=== Task to carry out ===
Could you write out every record below exactly, leaving out any pictures?

Data to use Start Marker

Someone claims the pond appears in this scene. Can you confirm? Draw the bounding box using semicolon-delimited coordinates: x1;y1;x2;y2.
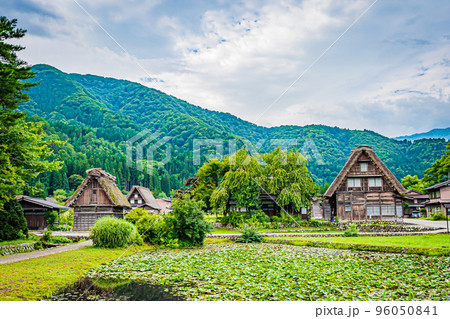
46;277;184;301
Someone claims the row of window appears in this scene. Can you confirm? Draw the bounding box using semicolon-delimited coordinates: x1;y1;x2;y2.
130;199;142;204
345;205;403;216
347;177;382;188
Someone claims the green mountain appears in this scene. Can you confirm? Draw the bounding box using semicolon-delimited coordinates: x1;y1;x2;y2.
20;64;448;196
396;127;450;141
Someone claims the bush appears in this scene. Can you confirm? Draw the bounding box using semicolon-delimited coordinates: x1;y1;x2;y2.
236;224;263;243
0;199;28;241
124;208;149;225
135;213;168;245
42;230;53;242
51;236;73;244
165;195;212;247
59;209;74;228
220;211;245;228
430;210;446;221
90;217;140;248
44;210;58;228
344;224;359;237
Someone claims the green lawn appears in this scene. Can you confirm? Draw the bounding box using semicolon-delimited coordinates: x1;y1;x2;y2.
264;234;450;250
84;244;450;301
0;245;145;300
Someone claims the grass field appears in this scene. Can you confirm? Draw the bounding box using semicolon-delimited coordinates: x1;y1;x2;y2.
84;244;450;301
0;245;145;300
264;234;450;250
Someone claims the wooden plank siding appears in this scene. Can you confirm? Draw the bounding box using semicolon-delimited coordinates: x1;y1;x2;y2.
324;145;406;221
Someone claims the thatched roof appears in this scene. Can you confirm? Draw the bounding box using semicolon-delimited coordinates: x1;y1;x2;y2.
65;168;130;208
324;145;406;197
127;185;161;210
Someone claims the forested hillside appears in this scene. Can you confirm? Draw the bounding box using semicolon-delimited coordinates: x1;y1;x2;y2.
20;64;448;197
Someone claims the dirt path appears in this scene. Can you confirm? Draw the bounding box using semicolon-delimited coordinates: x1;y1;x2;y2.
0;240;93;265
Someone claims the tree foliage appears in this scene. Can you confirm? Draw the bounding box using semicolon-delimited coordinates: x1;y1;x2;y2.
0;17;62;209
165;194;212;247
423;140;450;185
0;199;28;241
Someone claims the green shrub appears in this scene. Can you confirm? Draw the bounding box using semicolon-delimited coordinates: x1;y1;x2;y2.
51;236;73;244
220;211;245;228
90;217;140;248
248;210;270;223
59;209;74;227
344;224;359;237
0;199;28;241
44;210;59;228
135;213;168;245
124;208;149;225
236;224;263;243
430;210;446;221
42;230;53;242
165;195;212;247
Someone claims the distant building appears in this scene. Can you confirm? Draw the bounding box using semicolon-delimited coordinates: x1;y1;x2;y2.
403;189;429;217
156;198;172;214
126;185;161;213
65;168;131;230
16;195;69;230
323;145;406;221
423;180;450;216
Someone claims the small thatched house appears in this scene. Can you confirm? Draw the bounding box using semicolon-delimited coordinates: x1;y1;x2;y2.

Data to use End Marker

=== Expected answer ===
Someone claims the pond appears in this scene. Can you confirm? Draw the bounding box using semicolon-delimited coordinates: x1;y1;x2;y2.
46;277;184;301
Someone claims the row of window appears in this scene. Can you confirm? Draw the bounding box using semicolon-delimited coordinates: x1;y1;x2;y2.
130;199;142;204
345;205;403;216
347;177;382;188
Someone claims the green mountain appears in this scene. Can you confirm? Draw the bounding box using semicolon-delimited coordinates: x1;y1;x2;y2.
20;64;448;196
396;127;450;141
Someone claims the bush appears in this scene. Can you confirm? Draw the bounding box using semicolon-delimited coordinates: x1;y1;x2;y2.
236;224;263;243
0;199;28;241
124;208;149;225
135;213;168;245
42;230;53;242
51;236;73;244
165;195;212;247
59;209;74;228
220;211;245;228
430;210;446;221
90;217;140;248
44;210;58;228
344;224;359;237
Someone claims the green lawn appears in this scene. Can you confirm? Draw the bounding box using semicolon-delimited coordinates: x1;y1;x2;y2.
264;234;450;250
84;244;450;301
0;245;145;300
Someone claims the grass field appears in this scene. Can you confirm? Draw the bounding box using semicolon-delimited coordinates: x1;y1;x2;y2.
84;244;450;301
0;245;145;300
264;234;450;250
Someone claims the wooden plank siding appears in this scene. Can you confirm? Draw the bounding box using semicolon-delimited coordinates: x1;y1;x2;y2.
324;145;406;221
Someone claims the thatched roof appears in this scene. Can you confirm? Draw the bounding box using semicolon-delimited coordinates: x1;y1;x2;y2.
65;168;130;208
324;145;406;197
127;185;161;210
Someone claims the forested hillside appears in this scene. Can you confirm? Draw the bounding box using semicolon-delimited coordinates: x1;y1;x2;y2.
20;64;448;197
Someone claims the dirt path appears in this scene. Can you confirm? Draw the bounding box using semicolon-delimited coordinates: x1;y1;x2;y2.
0;240;93;265
Someone claims the tree foliage appears in this scene. Can you confirm? Draw the bounding box using semicolon-delimited coordinates: x1;y1;x2;y2.
0;17;62;209
165;194;212;247
423;140;450;185
0;199;28;241
Someone claims the green shrub appears in this scene. Can you confirm? Draw the bounding box using semicolon-delimited coordinates: x1;y1;x2;y2.
51;236;73;244
220;211;245;228
90;217;140;248
248;210;270;223
59;209;74;227
344;224;359;237
0;199;28;241
44;210;59;228
135;213;168;245
124;208;149;225
236;224;263;243
430;210;446;221
42;230;53;242
165;195;212;247
Someone claims the distant building appears in this scene. Can you confirm? Draw the bounding box using semicolon-delimited coordinates: x1;y1;x2;y2.
403;189;429;217
156;198;172;214
126;185;161;213
65;168;131;230
16;195;69;230
323;145;406;221
423;180;450;216
Someone claims the small thatched house appears in this scene. Can you confirm? Draw the bounding box using semicolon-delimited coordinates: x1;y1;x2;y2.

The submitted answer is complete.